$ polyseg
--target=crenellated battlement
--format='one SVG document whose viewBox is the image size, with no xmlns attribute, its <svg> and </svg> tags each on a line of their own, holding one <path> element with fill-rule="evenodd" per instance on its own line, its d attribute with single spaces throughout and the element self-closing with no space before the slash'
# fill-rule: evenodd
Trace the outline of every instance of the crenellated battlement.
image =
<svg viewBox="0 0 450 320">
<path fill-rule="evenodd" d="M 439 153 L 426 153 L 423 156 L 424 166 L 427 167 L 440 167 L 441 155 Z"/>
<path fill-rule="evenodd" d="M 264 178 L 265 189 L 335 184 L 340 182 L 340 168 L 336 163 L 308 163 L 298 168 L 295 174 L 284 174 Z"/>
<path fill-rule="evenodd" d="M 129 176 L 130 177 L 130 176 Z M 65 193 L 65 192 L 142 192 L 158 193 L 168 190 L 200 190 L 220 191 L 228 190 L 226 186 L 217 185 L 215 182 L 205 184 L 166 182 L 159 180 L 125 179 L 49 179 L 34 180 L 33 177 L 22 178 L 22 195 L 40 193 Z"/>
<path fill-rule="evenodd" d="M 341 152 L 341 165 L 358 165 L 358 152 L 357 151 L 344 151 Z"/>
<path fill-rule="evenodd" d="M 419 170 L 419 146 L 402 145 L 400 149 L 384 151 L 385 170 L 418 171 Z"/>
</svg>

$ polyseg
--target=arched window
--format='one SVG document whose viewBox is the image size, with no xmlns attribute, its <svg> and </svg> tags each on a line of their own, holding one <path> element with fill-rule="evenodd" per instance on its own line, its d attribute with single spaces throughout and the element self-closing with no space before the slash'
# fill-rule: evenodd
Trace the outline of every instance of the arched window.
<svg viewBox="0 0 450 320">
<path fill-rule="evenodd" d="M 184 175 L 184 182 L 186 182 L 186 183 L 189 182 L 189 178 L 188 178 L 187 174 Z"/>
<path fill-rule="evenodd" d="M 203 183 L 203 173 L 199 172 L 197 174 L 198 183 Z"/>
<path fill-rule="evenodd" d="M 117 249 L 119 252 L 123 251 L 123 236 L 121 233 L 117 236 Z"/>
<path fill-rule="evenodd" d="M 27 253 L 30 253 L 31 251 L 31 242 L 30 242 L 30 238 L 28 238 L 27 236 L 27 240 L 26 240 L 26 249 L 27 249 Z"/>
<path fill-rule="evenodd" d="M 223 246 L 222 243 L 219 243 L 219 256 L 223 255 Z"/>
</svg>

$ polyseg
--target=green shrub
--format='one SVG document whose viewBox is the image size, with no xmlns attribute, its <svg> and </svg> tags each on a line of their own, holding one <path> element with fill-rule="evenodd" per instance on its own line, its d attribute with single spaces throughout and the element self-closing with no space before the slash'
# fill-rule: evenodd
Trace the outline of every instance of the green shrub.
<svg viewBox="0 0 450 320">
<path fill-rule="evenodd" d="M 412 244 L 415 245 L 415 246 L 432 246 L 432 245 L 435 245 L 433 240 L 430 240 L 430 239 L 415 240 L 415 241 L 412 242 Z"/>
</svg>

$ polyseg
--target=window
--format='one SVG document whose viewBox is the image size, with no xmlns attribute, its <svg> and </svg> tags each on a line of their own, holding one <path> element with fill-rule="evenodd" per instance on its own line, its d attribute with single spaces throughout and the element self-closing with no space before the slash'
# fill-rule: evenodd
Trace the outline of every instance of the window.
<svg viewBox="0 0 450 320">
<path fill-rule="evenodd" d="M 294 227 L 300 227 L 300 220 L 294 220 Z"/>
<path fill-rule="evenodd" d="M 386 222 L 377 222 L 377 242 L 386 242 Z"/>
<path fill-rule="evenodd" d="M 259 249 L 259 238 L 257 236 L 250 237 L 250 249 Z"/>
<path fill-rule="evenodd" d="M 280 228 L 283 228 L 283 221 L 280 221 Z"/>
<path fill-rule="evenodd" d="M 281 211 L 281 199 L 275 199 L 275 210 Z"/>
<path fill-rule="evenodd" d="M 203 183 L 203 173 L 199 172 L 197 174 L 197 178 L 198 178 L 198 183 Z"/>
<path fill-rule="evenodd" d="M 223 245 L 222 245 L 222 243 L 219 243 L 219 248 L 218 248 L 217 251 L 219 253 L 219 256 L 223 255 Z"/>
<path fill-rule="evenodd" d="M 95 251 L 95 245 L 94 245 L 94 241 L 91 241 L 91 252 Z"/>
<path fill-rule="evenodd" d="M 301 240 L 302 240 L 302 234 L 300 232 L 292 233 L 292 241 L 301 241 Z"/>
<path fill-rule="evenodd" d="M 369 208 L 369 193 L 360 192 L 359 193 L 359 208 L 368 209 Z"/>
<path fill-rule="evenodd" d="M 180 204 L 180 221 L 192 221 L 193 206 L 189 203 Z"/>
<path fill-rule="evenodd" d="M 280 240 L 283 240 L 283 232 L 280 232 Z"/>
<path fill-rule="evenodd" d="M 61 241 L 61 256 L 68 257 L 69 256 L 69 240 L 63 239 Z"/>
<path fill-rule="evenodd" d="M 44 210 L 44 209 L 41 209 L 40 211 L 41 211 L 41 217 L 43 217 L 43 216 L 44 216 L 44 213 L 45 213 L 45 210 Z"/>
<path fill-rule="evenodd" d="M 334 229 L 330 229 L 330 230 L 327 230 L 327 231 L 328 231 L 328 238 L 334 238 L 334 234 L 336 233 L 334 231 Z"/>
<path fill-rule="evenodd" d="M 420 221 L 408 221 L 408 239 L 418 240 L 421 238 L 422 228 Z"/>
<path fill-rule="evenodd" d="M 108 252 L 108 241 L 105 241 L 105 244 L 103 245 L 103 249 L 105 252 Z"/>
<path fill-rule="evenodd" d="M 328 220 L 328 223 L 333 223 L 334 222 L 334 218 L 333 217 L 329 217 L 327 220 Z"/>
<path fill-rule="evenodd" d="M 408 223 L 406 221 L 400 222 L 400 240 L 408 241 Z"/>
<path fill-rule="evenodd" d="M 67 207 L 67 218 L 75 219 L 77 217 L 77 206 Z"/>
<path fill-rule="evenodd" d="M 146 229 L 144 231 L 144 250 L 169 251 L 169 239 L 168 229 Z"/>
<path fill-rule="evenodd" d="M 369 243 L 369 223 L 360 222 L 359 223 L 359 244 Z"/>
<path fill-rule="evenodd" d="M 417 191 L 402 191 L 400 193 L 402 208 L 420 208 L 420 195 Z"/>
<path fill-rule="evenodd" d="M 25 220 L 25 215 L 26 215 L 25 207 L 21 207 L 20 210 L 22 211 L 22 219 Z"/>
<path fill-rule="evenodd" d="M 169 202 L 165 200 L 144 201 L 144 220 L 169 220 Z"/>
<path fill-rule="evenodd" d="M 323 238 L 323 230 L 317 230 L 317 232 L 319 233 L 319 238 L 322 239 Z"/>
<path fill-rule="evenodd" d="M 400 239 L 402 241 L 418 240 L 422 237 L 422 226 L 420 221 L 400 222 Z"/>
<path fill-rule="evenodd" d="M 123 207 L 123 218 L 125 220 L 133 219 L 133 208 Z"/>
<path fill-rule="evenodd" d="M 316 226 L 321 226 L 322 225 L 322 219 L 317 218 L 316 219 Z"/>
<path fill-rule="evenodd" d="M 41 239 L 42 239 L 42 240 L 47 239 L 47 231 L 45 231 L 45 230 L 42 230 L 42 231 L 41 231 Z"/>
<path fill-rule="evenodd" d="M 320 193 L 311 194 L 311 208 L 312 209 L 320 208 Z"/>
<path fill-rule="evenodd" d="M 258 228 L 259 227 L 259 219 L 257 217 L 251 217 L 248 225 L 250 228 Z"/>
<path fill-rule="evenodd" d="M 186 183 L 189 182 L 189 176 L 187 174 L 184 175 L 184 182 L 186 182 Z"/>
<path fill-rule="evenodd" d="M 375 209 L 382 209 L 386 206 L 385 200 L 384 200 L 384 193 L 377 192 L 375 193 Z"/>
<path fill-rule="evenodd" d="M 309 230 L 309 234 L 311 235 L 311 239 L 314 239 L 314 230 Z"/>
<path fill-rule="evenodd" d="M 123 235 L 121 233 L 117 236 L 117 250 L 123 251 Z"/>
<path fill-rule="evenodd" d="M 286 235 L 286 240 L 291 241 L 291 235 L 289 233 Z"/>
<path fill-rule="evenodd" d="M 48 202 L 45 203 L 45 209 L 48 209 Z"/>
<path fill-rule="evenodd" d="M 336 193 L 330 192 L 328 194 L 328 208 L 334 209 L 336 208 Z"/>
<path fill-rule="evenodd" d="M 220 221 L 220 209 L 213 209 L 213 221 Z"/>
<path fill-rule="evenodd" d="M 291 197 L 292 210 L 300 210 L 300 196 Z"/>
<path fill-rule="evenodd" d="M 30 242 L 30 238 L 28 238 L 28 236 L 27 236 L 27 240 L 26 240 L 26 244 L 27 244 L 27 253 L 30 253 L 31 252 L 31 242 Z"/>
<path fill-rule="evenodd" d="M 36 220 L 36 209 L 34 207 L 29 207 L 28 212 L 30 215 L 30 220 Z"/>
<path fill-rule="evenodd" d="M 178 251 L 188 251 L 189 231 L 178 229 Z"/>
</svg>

_ _ _ _ _

■ **Task prompt**
Sift through the entries and copy every line with "target".

■ **Reply**
--target=crenellated battlement
--target=arched window
--target=green shrub
--target=window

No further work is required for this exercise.